:: Tekst źródłowy

W jądro mam wkompilowaną obsługę sieciówki nvidia (ale ta z gałęzi Device Drivers/Network Device Support/Ethernet (10 or 100MBit)), a w gałęzi 1000Mbit nie widzę odpowiedniego sterownika :/

Czy jest szansa na działanie 1000Mbit w gentoo u mnie ??

Dziwne zjawisko:

Na komputerze z Windows 2003 postawiłem serwer www i tam udostępniłem przez www katalog z plikami.

Opera ściąga pliki z zadowalającą prędkością ~30MB/s

Natomiast ten sam zasób tyle że udostępniony w windows 2003 i podmontowany sambą na Gentoo ściąga się z prędkością ~ 1,5MB/s zarówno w Midnight Commander'ze jak i przez okienka KDE.

Ponadto Windows pokazuje, że aktywne połączenie sieciowe zostało zestawione przy prędkości 1.0Gbps

Jakieś pomysły ??

Aha działam ciągle na sterowniku nvidia nforce z gałęzi 10 or 100 Mbit w kernelu.

-- argasek edit (merge 2 postów; nie pisz 2 postów jeden po drugim, użyj przycisku Zmień)

::::
:: Przekazane dane

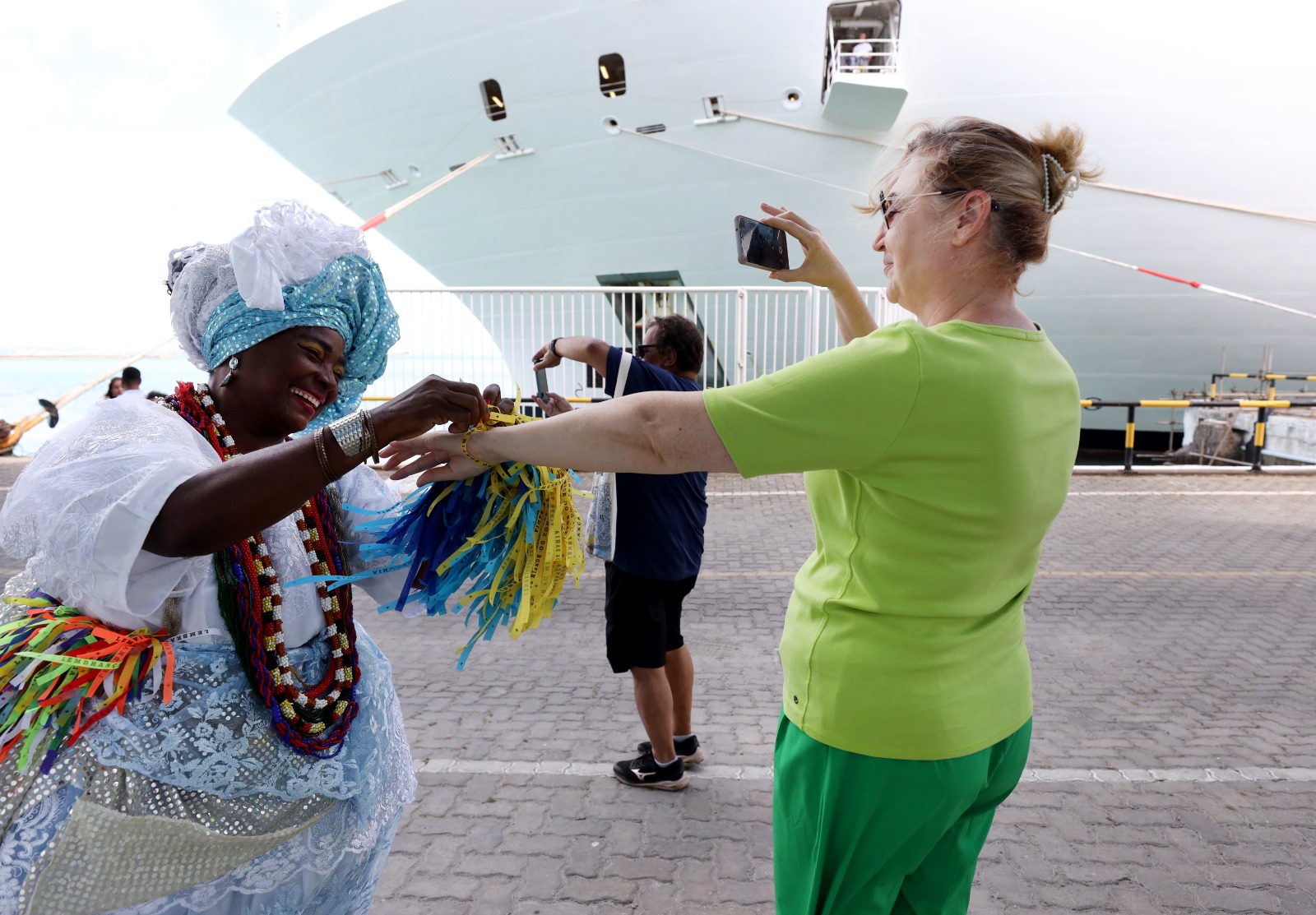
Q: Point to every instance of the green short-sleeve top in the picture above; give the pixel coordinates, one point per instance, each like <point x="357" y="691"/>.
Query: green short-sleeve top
<point x="934" y="460"/>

::::

• **Zestaw zadań**:
a: Zmień fragment tekstu o prędkości sieci, zaczynając od „Opera ściąga pliki” i ciągnąc go aż do „użyj przycisku Zmień)”. Podaj go ponownie ze słowem „Firefox” w miejscu „Opera”.
b: Wypisz wszystkie różne wartości prędkości z jednostkami, które występują w tekście o prędkości sieci.

• **Wyniki kolejnych zadań**:
a:
Firefox ściąga pliki z zadowalającą prędkością ~30MB/s

Natomiast ten sam zasób tyle że udostępniony w windows 2003 i podmontowany sambą na Gentoo ściąga się z prędkością ~ 1,5MB/s zarówno w Midnight Commander'ze jak i przez okienka KDE.

Ponadto Windows pokazuje, że aktywne połączenie sieciowe zostało zestawione przy prędkości 1.0Gbps

Jakieś pomysły ??

Aha działam ciągle na sterowniku nvidia nforce z gałęzi 10 or 100 Mbit w kernelu.

-- argasek edit (merge 2 postów; nie pisz 2 postów jeden po drugim, użyj przycisku Zmień)

b: 10 Mbit, 100 Mbit, 1000 Mbit, ~30 MB/s, ~1,5 MB/s, 1.0 Gbps